Task brief: Extend the expert commentary on the emulsifier study by writing the next passage, picking up right after its final sentence.

Document section:
--- START ---
Esther López-García
Professor of Preventive Medicine and Public Health at the Autonomous University of Madrid, President of the Nutrition and Obesity Study Observatory (NAOS), and member of the Nutrition Group of the Spanish Society of Epidemiology
The study is of good quality, in the field of basic laboratory research, to understand the effects of additives that are used by the food industry.
This research shows how some of the components of ultra-processed products, in particular emulsifiers, have a detrimental effect on different physiological parameters in experimental animals. However, there is already evidence in the literature from epidemiological studies (which examine how regular consumption of ultra-processed products produces short, medium and long-term effects on health). These studies have shown that high consumption of ultra-processed products is associated with an increased risk of premature mortality, development of some cancers, obesity and a range of other health problems, making it inadvisable for ultra-processed foods to be part of our regular diets.
--- END ---
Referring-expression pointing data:
--- START ---
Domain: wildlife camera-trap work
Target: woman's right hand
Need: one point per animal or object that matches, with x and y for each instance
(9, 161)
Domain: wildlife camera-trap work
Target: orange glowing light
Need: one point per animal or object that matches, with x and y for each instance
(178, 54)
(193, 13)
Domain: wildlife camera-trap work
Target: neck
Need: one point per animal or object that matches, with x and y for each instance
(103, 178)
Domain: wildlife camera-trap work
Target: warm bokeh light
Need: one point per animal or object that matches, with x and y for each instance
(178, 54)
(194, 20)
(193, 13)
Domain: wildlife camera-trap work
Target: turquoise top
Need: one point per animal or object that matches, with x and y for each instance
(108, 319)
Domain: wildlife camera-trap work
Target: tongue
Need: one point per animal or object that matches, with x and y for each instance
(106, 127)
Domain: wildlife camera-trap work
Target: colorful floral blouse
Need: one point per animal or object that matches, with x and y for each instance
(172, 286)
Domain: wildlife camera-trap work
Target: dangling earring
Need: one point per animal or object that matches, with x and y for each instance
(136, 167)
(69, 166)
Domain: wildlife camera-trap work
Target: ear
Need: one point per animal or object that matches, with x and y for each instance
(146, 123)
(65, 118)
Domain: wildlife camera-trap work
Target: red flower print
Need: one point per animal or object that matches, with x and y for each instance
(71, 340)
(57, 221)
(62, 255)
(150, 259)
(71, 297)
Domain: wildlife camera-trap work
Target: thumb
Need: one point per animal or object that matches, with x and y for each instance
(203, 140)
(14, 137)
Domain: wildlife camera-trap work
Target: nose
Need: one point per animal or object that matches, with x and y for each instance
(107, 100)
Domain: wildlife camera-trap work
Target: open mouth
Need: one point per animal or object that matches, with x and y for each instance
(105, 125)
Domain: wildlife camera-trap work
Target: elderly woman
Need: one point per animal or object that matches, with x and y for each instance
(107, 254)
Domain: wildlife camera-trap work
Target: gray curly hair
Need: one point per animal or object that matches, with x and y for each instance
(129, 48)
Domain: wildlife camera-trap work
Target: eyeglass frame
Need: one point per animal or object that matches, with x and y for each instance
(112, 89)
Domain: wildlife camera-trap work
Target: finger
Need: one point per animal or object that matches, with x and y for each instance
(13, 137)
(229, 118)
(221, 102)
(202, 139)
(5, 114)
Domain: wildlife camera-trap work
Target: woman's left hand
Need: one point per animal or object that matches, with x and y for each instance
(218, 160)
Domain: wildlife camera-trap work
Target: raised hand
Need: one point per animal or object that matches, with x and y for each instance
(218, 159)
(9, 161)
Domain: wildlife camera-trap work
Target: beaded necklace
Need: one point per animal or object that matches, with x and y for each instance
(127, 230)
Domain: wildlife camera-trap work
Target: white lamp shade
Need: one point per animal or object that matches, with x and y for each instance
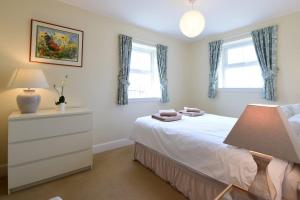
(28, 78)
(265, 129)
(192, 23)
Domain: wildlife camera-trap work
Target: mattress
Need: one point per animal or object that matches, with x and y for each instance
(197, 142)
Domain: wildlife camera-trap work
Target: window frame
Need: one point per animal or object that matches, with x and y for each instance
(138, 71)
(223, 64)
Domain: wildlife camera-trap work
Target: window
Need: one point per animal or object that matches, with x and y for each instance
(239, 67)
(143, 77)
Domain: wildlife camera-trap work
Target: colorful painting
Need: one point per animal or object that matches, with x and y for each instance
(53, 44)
--- END ---
--- START ---
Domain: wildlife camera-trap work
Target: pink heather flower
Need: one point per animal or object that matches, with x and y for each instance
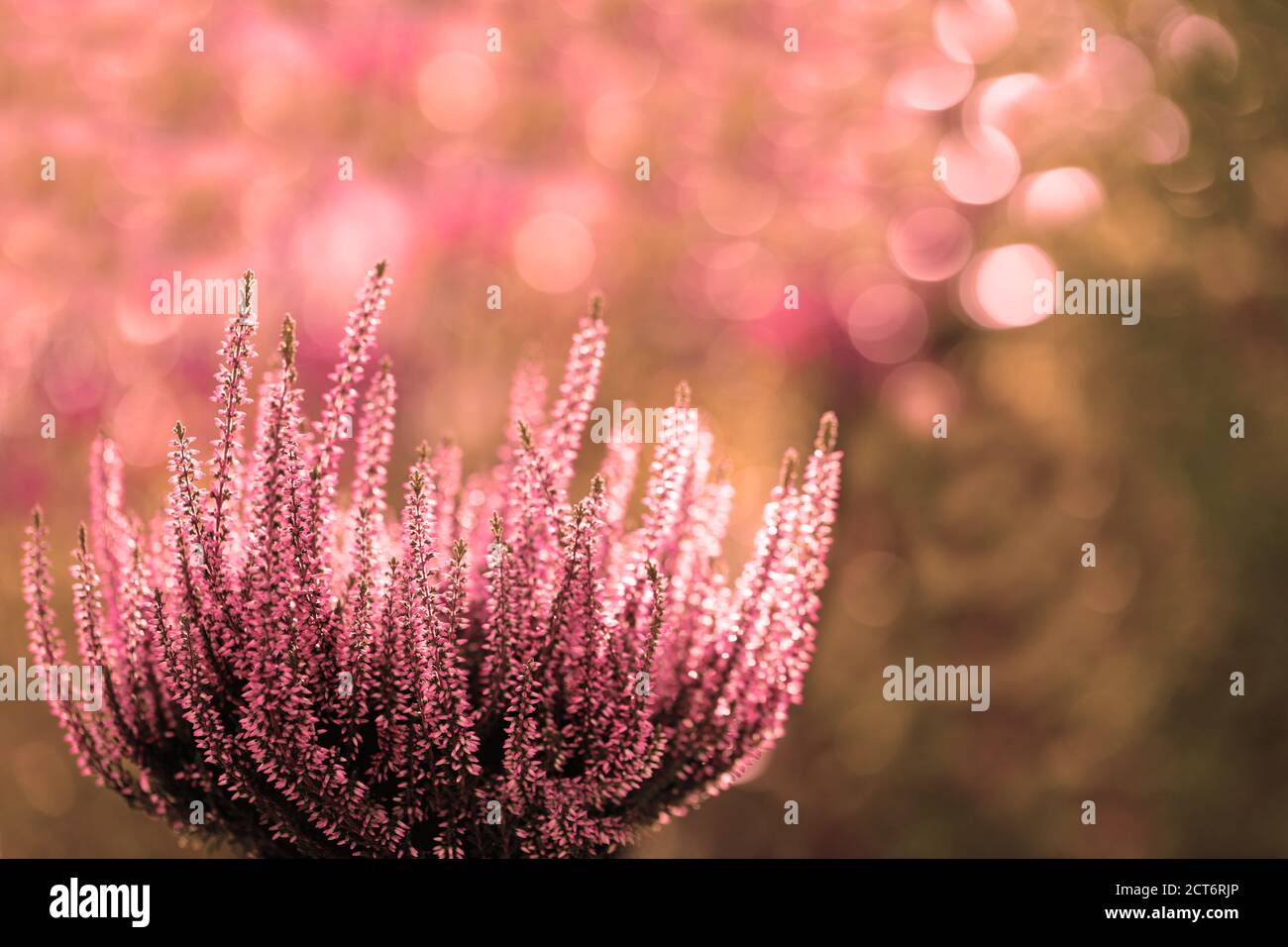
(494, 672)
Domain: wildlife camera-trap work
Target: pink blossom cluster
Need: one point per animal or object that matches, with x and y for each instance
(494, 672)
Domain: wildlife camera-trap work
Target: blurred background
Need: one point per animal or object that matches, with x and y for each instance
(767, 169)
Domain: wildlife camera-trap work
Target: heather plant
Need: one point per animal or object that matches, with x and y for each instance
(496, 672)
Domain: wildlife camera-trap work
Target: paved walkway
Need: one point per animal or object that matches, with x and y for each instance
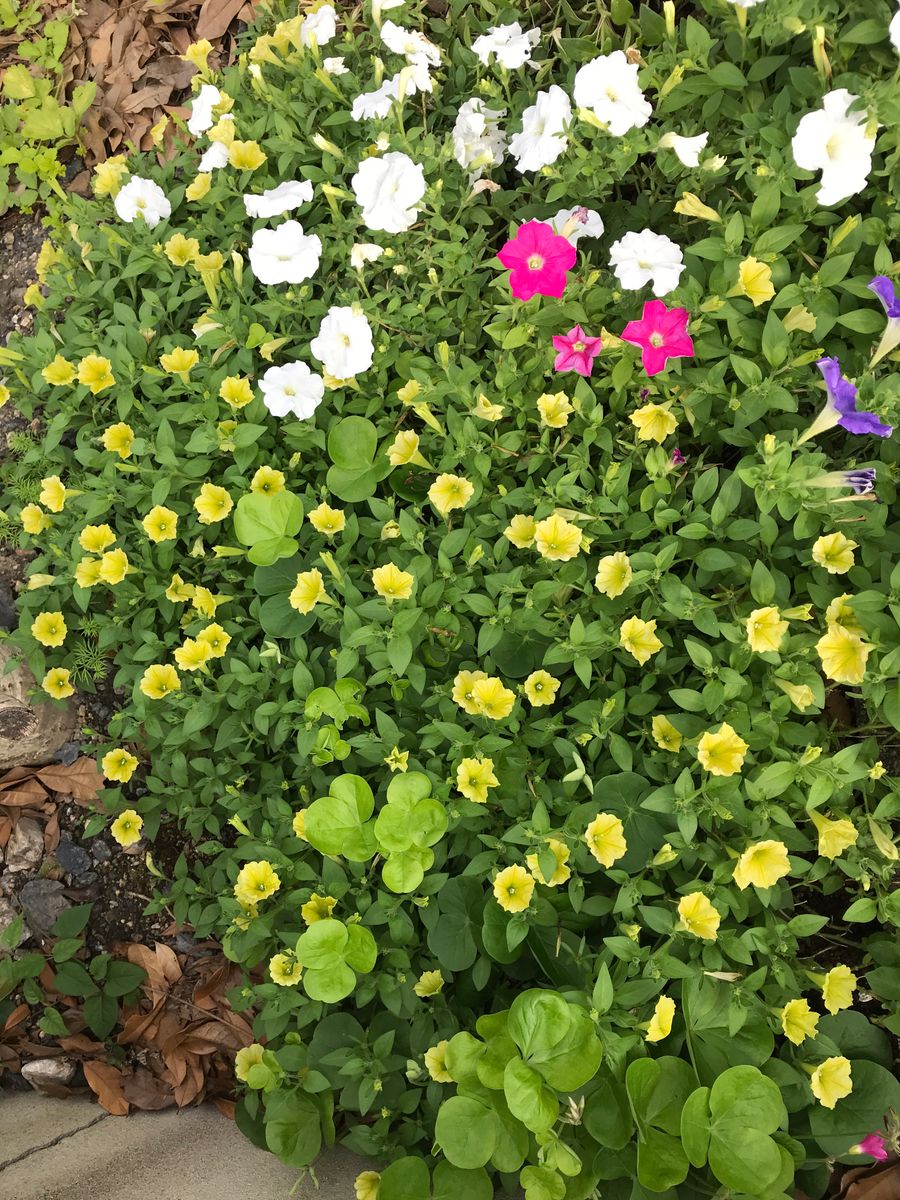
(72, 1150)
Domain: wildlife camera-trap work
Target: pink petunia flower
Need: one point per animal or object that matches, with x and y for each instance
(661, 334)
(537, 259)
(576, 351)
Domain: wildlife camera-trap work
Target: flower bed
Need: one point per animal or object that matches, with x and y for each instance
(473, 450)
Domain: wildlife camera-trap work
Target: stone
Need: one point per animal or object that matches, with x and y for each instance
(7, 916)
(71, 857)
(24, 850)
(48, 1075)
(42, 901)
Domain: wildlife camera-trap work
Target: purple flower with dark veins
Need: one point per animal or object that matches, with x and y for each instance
--- END ---
Response area:
We can never extrapolate these kinds of results [in animals] to people. However, when potential harmful effects of some substances are found, public agencies that watch over people's health (in Spain, the AESAN) have the obligation to examine scientific evidence and decide whether the marketing authorisation of this substance has to be revoked.
The evidence from epidemiological studies is sufficient to advise against the consumption of ultra-processed products. The dietary recommendations issued by AESAN for the general population, which emphasise the consumption of foods within traditional Spanish dietary patterns, and which recommend minimising the consumption of processed products, rich in salt, sugar, poor-quality fats and food additives, also apply to pregnant women. There are additional nutritional recommendations for this specific group, in addition to others that are proposed in obstetric consultations on a regular basis.